● **The input**
------
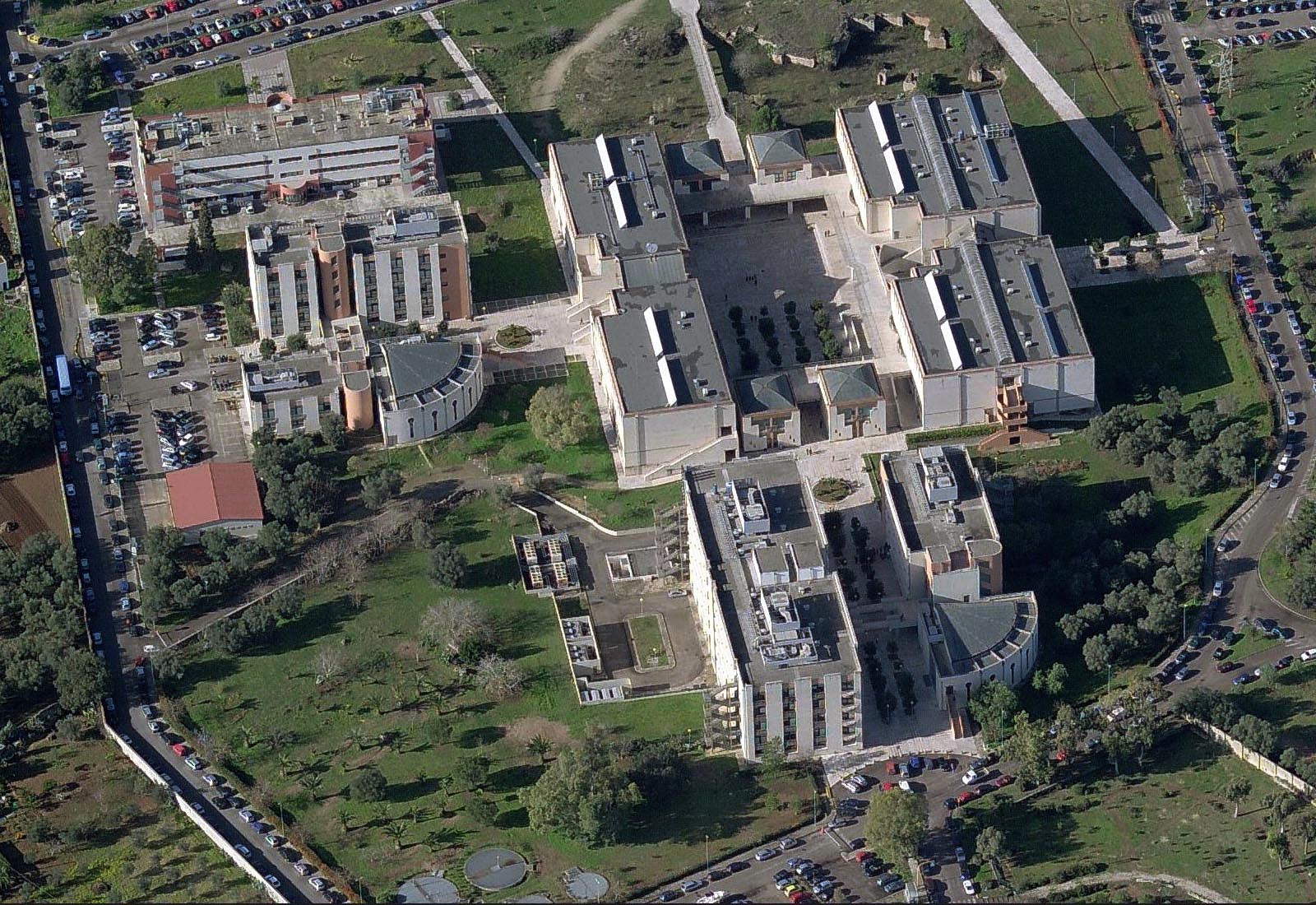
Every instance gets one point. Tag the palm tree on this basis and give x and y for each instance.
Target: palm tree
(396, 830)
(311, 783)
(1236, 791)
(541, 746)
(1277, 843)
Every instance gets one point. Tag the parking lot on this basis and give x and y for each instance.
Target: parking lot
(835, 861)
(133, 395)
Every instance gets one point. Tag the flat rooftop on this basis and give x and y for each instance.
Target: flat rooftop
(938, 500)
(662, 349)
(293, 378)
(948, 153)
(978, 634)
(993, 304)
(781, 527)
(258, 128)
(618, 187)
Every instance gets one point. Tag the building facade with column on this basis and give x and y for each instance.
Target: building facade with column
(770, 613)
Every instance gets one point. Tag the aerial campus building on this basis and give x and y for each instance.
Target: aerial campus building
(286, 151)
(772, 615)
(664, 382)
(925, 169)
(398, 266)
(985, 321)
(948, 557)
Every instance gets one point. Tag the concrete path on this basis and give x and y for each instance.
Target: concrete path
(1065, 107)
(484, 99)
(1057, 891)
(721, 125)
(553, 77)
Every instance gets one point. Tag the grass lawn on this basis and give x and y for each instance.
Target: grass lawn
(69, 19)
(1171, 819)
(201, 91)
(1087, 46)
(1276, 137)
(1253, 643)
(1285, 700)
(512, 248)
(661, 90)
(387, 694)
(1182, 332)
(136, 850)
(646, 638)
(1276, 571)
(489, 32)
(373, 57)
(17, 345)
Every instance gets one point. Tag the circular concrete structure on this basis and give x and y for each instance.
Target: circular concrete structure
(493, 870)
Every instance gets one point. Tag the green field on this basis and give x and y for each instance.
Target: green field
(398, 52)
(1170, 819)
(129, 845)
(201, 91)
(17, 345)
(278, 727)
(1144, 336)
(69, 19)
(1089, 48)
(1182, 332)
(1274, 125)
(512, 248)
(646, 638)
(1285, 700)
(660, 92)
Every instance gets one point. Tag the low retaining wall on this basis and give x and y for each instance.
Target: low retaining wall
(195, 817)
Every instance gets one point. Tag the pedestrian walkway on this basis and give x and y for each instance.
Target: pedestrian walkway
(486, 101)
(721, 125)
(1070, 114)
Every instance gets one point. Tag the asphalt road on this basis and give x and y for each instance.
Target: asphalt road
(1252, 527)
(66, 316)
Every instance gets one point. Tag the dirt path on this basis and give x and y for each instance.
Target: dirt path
------
● **The task**
Recast every line of the records above as a Markdown table with two columns, Row and Line, numbering the rows and skipping blank lines. Leave the pictures out.

● **Written answer**
| Row | Line |
|---|---|
| 1 | Every instance gets one point. Tag the palm tree on this basis and give x and y for each instance. |
| 2 | Target: palm tree |
| 3 | (396, 830) |
| 4 | (311, 783) |
| 5 | (1236, 791) |
| 6 | (541, 746) |
| 7 | (1277, 843) |
| 8 | Every instance gets one point. Tag the parking lot on this basis and give x and y for each instance. |
| 9 | Target: parking lot |
| 10 | (835, 861) |
| 11 | (133, 395) |
| 12 | Every instance gets one point. Tag the flat rooftop on this basis and give x and y for each instance. |
| 13 | Target: flat rooftop |
| 14 | (938, 500) |
| 15 | (662, 349) |
| 16 | (293, 378) |
| 17 | (948, 153) |
| 18 | (978, 634) |
| 19 | (993, 304) |
| 20 | (781, 527) |
| 21 | (258, 128) |
| 22 | (618, 187) |
| 23 | Every instance gets one point. Tag the building facade with column on this basis and give x and y for each instance. |
| 24 | Target: building facade with column |
| 25 | (770, 613) |
| 26 | Every instance gets one point. Tag the aerial campus building on this basis and give x and y for each instance. |
| 27 | Target: aerial campus building |
| 28 | (286, 151) |
| 29 | (772, 615) |
| 30 | (664, 382) |
| 31 | (925, 169) |
| 32 | (398, 266) |
| 33 | (985, 321) |
| 34 | (948, 557) |
| 35 | Every instance gets one point. Tag the concrete path on this basis and give x and y for each instance. |
| 36 | Target: concrete path |
| 37 | (1065, 107) |
| 38 | (484, 99) |
| 39 | (1057, 891) |
| 40 | (721, 125) |
| 41 | (553, 77) |
| 42 | Every instance gets one point. Tag the grass lawn on this basis and give x and y for each instance. |
| 43 | Target: grass lawn |
| 44 | (69, 19) |
| 45 | (1171, 819) |
| 46 | (201, 91) |
| 47 | (1087, 46) |
| 48 | (1276, 137) |
| 49 | (1253, 643) |
| 50 | (1285, 700) |
| 51 | (512, 248) |
| 52 | (661, 90) |
| 53 | (387, 694) |
| 54 | (1182, 332) |
| 55 | (136, 850) |
| 56 | (646, 638) |
| 57 | (1276, 571) |
| 58 | (489, 32) |
| 59 | (373, 57) |
| 60 | (17, 345) |
| 61 | Every instance gets one point. Tag the circular concrete structure on this basis and give x and y for each instance. |
| 62 | Target: circular concrete structure |
| 63 | (493, 870) |
| 64 | Every instance gets one point. Tag the green field on this basis and give x and y for each instance. |
| 65 | Target: green field |
| 66 | (398, 52) |
| 67 | (1170, 819) |
| 68 | (129, 845) |
| 69 | (201, 91) |
| 70 | (17, 345) |
| 71 | (278, 727) |
| 72 | (1144, 336) |
| 73 | (69, 19) |
| 74 | (1089, 48) |
| 75 | (1182, 332) |
| 76 | (1274, 125) |
| 77 | (512, 248) |
| 78 | (646, 638) |
| 79 | (1285, 700) |
| 80 | (660, 92) |
| 81 | Every instance gets one point. Tag the low retaining wall on this basis and give x and y for each instance. |
| 82 | Target: low retaining wall |
| 83 | (195, 817) |
| 84 | Every instance gets one point. Tag the pedestrian walkway on this basis and give x and y for each instance. |
| 85 | Target: pedestrian walkway |
| 86 | (486, 101) |
| 87 | (721, 125) |
| 88 | (1070, 114) |
| 89 | Every instance gets one point. Tag the asphalt road on this basis and give x and y for each instance. |
| 90 | Target: asphalt road |
| 91 | (1252, 527) |
| 92 | (66, 316) |
| 93 | Every instance gets one point. Tag the dirt path on this basis and give x and y for each instance. |
| 94 | Target: dirt path |